*LISTE DES TÂCHES*
- 1) Recopiez le passage de l'article sur la grève du tram qui va de « Ces Montpelliérains qui » jusqu'à « d’attendre le tram. ».
- 2) D'après l'article sur la grève du tram, quelles sont les choses que la dame dit devoir faire après avoir attendu le tram ?
- 3) Écrivez la suite de l'article sur la grève du tram, à partir de sa dernière phrase.

Ces Montpelliérains qui se sentent victimes des revendications des autres...
Une dame dans la quarantaine, des sacs de victuailles devant les pieds,
se tient à l’arrêt de la ligne 2 où le prochain tram est annoncé pour 30
minutes plus tard. « Si j’avais une voiture », répond-elle à la
question d’un membre de l’équipe de Montpellier Presse
Online, je ne serais pas ici en train d’attendre le tram.
Et j’en suis bien punie. » Elle fait un geste vers ses sacs. « Avec
les courses, je ne peux pas aller à pied, c’est trop loin. Je suis alors
condamnée à attendre. Je dois passer à la maison, faire à manger pour les
enfants et aller travailler - je serai forcément en retard. »
« Mais cela », poursuit-elle, « n’intéresse personne. Ils
font la grève pour avoir plus de sous ou je ne sais pas quoi - ils ne daignent
même pas le dire. Mais moi, je paie le prix. Pas les riches qui ont leurs
voitures et s’en balancent de la grève. Juste des gens comme moi, les pauvres,
qui n’ont pas d’autre moyen de locomotion. »

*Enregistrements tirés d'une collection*
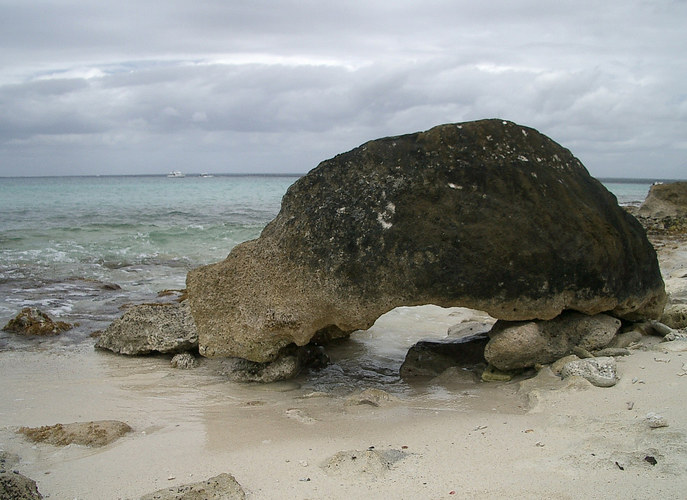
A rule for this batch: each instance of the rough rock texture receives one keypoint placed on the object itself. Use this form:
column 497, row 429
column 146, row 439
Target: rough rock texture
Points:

*RÉPONSES PAR TÂCHE*
- 1)
Ces Montpelliérains qui se sentent victimes des revendications des autres...
Une dame dans la quarantaine, des sacs de victuailles devant les pieds,
se tient à l’arrêt de la ligne 2 où le prochain tram est annoncé pour 30
minutes plus tard. « Si j’avais une voiture », répond-elle à la
question d’un membre de l’équipe de Montpellier Presse
Online, je ne serais pas ici en train d’attendre le tram.

- 2)
- passer à la maison
- faire à manger pour les enfants
- aller travailler

- 3)
La dame n’est pas la seule à être en colère contre la grève du tram - « l’énième
jour de grève », comme l’exprime un étudiant. Et un Monsieur dans la
cinquantaine enchaîne : « Pour qui ils se prennent ? Ils
demandent notre solidarité, mais en vérité, ils ne savent même pas ce que c’est.
Avez-vous jamais vu un seul employé de la TaM solidaire avec qui que ce soit ?
Pensent-ils aux gens qui ont besoin du tram pour aller travailler ou pour faire
leur vie ? Non. Ils ne pensent qu’à eux-mêmes. »
Ce manque de solidarité de la part des grévistes tracasse beaucoup des
Montpelliérains interrogés. « Je suis infirmière », raconte une dame
également dans la quarantaine. « Quand nous avons fait la grève contre nos
conditions de travail, notre mouvement est resté très petit. Parce que personne
n’était solidaire. A l'hôpital, on se plaint si nous ne sommes pas assez rapides,
mais personne ne veut connaître nos conditions de travail. Pourquoi les camions
n’ont-ils pas bloqué les routes pour nous aider ? S’ils demandent
solidarité à nous, ils pourraient aussi être solidaires avec nous. »
La grève des camions fâche autant de Montpelliérains que celle des
employés de la TaM. Une dame dans la soixantaine raconte que sa fille travaille
près de Mulhouse. « Elle avait prévu de venir nous voir juste le week-end
des grèves. Ça fait longtemps qu’on ne l’avait pas vue, elle a rarement le
temps, sauf ce week-end là. A cause de la grève, elle a passé beaucoup plus d’heures
sur l’autoroute que normalement. Quand elle est arrivée, elle était si épuisée,
elle aurait pu avoir un accident. »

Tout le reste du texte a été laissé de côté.